Your assignment:
Restate the data that follows exactly as it stands, beginning with the first line and ending with the line that contains "Target: bird's foot".

Information provided:
_____
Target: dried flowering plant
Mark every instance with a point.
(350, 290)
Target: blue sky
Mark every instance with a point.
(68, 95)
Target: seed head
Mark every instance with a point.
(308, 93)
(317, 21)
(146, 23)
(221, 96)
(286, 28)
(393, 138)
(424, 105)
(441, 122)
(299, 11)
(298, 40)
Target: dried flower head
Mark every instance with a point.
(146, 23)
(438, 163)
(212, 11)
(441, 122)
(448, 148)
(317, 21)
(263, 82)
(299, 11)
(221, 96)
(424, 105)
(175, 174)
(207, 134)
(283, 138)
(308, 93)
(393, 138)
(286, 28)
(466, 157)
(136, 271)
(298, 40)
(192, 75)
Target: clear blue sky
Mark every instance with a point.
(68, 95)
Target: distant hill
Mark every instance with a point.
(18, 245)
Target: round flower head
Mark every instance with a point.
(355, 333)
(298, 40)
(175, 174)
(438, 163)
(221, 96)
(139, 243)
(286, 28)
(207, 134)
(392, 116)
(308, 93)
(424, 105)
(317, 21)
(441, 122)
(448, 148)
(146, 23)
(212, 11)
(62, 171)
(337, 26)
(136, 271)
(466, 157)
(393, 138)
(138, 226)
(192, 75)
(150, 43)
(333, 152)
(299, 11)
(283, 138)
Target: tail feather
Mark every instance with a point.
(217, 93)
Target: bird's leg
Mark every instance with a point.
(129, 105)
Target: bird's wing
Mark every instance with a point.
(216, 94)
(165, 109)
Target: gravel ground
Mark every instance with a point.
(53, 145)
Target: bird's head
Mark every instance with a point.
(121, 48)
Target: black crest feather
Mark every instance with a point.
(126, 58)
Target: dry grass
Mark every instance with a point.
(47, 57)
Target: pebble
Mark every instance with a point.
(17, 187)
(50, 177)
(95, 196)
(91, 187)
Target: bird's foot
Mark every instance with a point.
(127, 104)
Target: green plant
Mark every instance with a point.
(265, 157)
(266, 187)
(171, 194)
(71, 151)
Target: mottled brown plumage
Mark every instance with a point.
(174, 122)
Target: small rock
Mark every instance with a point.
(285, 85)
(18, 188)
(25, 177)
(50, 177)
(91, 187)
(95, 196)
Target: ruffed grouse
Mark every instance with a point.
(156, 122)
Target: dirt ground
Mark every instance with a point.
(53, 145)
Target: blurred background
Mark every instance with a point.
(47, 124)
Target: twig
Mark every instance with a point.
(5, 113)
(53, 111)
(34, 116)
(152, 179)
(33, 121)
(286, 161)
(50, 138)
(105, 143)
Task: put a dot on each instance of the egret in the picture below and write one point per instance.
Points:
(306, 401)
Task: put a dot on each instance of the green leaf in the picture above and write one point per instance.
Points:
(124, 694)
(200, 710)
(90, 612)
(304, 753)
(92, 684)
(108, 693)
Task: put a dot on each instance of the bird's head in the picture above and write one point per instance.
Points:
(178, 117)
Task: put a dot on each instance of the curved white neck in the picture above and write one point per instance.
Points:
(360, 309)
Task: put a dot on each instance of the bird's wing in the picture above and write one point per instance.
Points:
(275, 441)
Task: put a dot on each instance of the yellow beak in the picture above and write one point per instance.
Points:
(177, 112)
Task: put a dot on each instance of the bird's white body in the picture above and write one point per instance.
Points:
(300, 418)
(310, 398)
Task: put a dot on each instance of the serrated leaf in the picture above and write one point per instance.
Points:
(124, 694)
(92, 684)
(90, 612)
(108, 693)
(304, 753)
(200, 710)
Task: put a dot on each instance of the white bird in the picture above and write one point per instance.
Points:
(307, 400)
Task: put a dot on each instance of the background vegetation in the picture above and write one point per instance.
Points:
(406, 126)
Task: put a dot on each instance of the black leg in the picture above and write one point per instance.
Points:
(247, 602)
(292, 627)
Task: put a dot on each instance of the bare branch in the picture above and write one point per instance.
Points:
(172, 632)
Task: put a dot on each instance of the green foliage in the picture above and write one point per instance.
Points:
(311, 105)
_____
Your solution:
Target: dried flowering plant
Mark every instance with a point.
(350, 290)
Target: blue sky
Mark every instance with a point.
(68, 95)
Target: seed head
Mark every instance with a point.
(308, 93)
(317, 21)
(146, 23)
(221, 96)
(286, 28)
(393, 138)
(424, 105)
(441, 122)
(299, 11)
(298, 40)
Target: dried flower head
Mark every instance with a point.
(146, 23)
(438, 163)
(212, 11)
(441, 122)
(448, 148)
(317, 21)
(263, 82)
(299, 11)
(221, 96)
(424, 105)
(175, 174)
(207, 134)
(283, 138)
(308, 93)
(393, 138)
(286, 28)
(466, 157)
(136, 271)
(298, 40)
(192, 75)
Target: clear blue sky
Mark every instance with a point.
(68, 95)
Target: distant hill
Mark every instance with a point.
(18, 245)
Target: round flower head
Mark every instance with a point.
(355, 333)
(298, 40)
(175, 174)
(438, 163)
(221, 96)
(139, 243)
(286, 28)
(207, 134)
(392, 116)
(308, 93)
(424, 105)
(317, 21)
(441, 122)
(448, 148)
(146, 23)
(212, 11)
(62, 171)
(337, 26)
(136, 271)
(466, 157)
(393, 138)
(138, 226)
(192, 75)
(150, 43)
(333, 152)
(299, 11)
(283, 138)
Target: tail feather
Mark every instance with a point.
(217, 93)
Target: bird's leg
Mark every instance with a point.
(129, 105)
Target: bird's wing
Mark every instance with a point.
(216, 94)
(165, 109)
Target: gravel ground
Mark every instance with a point.
(53, 145)
Target: bird's head
Mark every instance with a point.
(121, 48)
Target: black crest feather
Mark every instance with a point.
(126, 58)
Target: dry grass
Mark every instance with a point.
(47, 57)
Target: pebble
Mark every instance with a point.
(17, 187)
(50, 177)
(95, 196)
(91, 187)
Target: bird's foot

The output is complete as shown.